● **TESTO FORNITO**
La connessione tra la natura tipica della zona e l’insediamento in loco di comunità religiose dedite alla meditazione pressoché eremitica fu amplificata dall’edificazione dell’Abbazia di Pomposa. Centro da cui fu diffuso il messaggio solidale; essa forse in epoca carolingia fu di grande rilievo in quanto anello di congiunzione tra la civiltà ecclesiastica e quella laica; dall’Abbazia, infatti, partì la nuova concezione del pensiero benedettino che, per la prima volta, affiancava al pellegrinaggio la solidarietà, il martiro e l’evangelizzazione come una pacifica crociata» (Fonte, La Nuova Ferrara, 14.9.1996).

«Mediazione e lacrime»

Mediazione e lacrime costituiscono per Samaritani i tratti spirituali dei luoghi a connotazione valliva e fluviale, come i nostri, impregnati da un vangelo latente nella sua gente. Ma proprio in questo contesto di marginale espressione spirituale, proprio in questo retaggio di condizione minoritaria, rispetto ai grandi flussi e figure della spiritualità cristiana, – viene da dirsi infatti: quale buon saluto, quale evangelium possono mai annunciarci il silenzio degli eremiti e le lacrime di una madre e per giunta pagana, in lutto per il figlio morto?

Proprio nella umilissima semplicità di una annunciazione, di un saluto inciso sulla pietra: “Salvete et bene valete”, con cui questa donna, pur schiacciata dal male, augura il bene ai viatores e ai velatores di passaggio, praticando così la regola d’oro gesuana fate agli altri quello che vorreste fosse fatto a voi (Mt 7, 12-14), si rivela così la buona notizia del Regno di Dio, la sua più struggente priorità, quella di consolare e di farsi carico delle lacrime e del dolore degli uomini.

Così è nata la ricerca di una storia “altra”

● **DATI GREZZI**
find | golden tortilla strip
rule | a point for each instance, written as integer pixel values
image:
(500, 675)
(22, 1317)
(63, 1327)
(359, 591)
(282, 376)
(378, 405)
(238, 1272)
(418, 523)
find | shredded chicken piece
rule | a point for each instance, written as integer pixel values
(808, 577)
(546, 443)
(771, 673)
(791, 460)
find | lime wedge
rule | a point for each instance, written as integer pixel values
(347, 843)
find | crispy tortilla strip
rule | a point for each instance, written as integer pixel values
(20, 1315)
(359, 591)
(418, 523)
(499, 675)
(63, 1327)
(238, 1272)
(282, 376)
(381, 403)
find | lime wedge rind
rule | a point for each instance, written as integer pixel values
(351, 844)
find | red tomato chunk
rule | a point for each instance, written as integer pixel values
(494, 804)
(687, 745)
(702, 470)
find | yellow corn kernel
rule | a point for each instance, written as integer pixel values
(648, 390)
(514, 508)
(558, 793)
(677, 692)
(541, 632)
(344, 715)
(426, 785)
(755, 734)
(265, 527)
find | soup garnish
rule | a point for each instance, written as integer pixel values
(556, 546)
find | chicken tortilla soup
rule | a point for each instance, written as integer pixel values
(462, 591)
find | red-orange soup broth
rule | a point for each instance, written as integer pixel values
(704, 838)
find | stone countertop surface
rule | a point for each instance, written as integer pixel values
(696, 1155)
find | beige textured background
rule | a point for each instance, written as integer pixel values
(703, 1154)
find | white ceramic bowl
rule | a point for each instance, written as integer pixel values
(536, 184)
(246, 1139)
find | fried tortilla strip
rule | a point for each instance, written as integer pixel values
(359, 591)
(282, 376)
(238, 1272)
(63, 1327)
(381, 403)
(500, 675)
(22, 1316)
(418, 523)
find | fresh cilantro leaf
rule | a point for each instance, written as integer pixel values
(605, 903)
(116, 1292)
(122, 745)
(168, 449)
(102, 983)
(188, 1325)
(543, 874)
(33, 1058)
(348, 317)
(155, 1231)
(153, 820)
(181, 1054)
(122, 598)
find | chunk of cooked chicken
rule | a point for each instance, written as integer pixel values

● **COMPITO DA SVOLGERE**
Puoi estrarre dal testo fornito, senza alcuna modifica, la parte che comincia con "La connessione tra" e prosegue fino a "Nuova Ferrara, 14.9.1996)."? Per questo lavoro i record non servono.

● **RISPOSTA QUI SOTTO**
La connessione tra la natura tipica della zona e l’insediamento in loco di comunità religiose dedite alla meditazione pressoché eremitica fu amplificata dall’edificazione dell’Abbazia di Pomposa. Centro da cui fu diffuso il messaggio solidale; essa forse in epoca carolingia fu di grande rilievo in quanto anello di congiunzione tra la civiltà ecclesiastica e quella laica; dall’Abbazia, infatti, partì la nuova concezione del pensiero benedettino che, per la prima volta, affiancava al pellegrinaggio la solidarietà, il martiro e l’evangelizzazione come una pacifica crociata» (Fonte, La Nuova Ferrara, 14.9.1996).